▸ **DESCRIPTION OF THE TASK**: Retype the records in full, and please keep the pictures out of the copy.

▸ **RECORD EXCERPTS**:

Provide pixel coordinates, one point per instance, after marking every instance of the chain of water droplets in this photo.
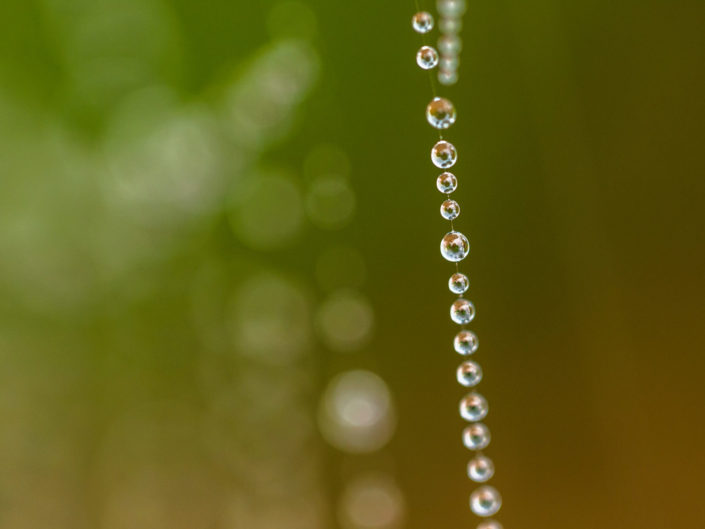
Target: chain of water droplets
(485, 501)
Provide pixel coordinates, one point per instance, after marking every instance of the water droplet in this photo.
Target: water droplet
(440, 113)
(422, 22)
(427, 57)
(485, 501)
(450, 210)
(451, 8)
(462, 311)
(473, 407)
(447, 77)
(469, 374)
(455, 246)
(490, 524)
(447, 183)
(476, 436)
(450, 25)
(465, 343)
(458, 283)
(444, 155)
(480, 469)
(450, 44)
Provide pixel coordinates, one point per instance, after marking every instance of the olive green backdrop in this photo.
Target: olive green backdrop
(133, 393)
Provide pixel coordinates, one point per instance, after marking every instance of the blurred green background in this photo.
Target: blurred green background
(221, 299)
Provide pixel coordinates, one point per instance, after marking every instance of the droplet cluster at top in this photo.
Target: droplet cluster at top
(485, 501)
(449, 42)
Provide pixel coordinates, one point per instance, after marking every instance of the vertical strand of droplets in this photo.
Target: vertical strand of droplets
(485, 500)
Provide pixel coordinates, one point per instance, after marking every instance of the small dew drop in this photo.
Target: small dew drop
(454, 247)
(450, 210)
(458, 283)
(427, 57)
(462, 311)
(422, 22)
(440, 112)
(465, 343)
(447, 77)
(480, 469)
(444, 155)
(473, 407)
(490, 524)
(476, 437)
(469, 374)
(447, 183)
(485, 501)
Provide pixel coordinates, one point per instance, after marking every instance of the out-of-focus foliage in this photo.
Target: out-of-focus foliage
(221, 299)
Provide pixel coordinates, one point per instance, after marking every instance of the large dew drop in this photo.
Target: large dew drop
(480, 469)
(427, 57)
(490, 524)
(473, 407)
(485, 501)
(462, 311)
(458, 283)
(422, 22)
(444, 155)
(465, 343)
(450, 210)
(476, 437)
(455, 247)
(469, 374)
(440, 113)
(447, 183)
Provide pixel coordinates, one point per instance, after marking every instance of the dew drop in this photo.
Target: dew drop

▸ **REPLY TO THE TASK**:
Provide pixel coordinates, one point per instance, after marking every instance of the chain of water droplets in this photo.
Target: chain of water droplets
(485, 501)
Provide pixel coordinates, one point per instance, after marking every instance of the water droplet in this photo.
Target: water droplet
(440, 113)
(422, 22)
(427, 57)
(485, 501)
(450, 210)
(451, 8)
(462, 311)
(473, 407)
(447, 77)
(469, 374)
(455, 246)
(490, 524)
(447, 183)
(476, 436)
(450, 25)
(465, 343)
(458, 283)
(444, 155)
(480, 469)
(450, 44)
Provide pixel coordinates, one point per instance, after marking every instance of the olive green backdrop in this photo.
Target: olive green backdrop
(133, 393)
Provide pixel coordinates, one point per instance, after marking every instance of the blurred green background in this photo.
Target: blurred green background
(221, 299)
Provide pixel coordinates, one point per instance, after marking every instance of the droplet cluster at top in this photo.
Target: droplet cluster at top
(485, 501)
(449, 42)
Provide pixel coordinates, one point per instance, after marking every instance of the vertical strand of droplets in this photo.
Target: vertical strand of droplets
(485, 500)
Provide pixel coordinates, one point per instance, after marking every instance of the small dew drop in this photo.
Target: small dew drop
(454, 247)
(450, 210)
(458, 283)
(427, 57)
(462, 311)
(422, 22)
(440, 112)
(465, 343)
(447, 77)
(480, 469)
(444, 155)
(473, 407)
(490, 524)
(476, 437)
(469, 374)
(447, 183)
(485, 501)
Provide pixel coordinates, one point per instance, after marking every instance of the out-of-focus foliage in this photo.
Target: out-of-focus foliage
(221, 299)
Provide pixel coordinates, one point per instance, after marking every instance of the large dew drop in this photo.
Target: large dew drop
(480, 469)
(427, 57)
(490, 524)
(473, 407)
(485, 501)
(462, 311)
(458, 283)
(422, 22)
(444, 155)
(465, 343)
(450, 210)
(476, 437)
(455, 247)
(469, 374)
(440, 113)
(447, 183)
Provide pixel coordinates, one point per instance, after marking every instance of the dew drop in this photo.
Target: dew drop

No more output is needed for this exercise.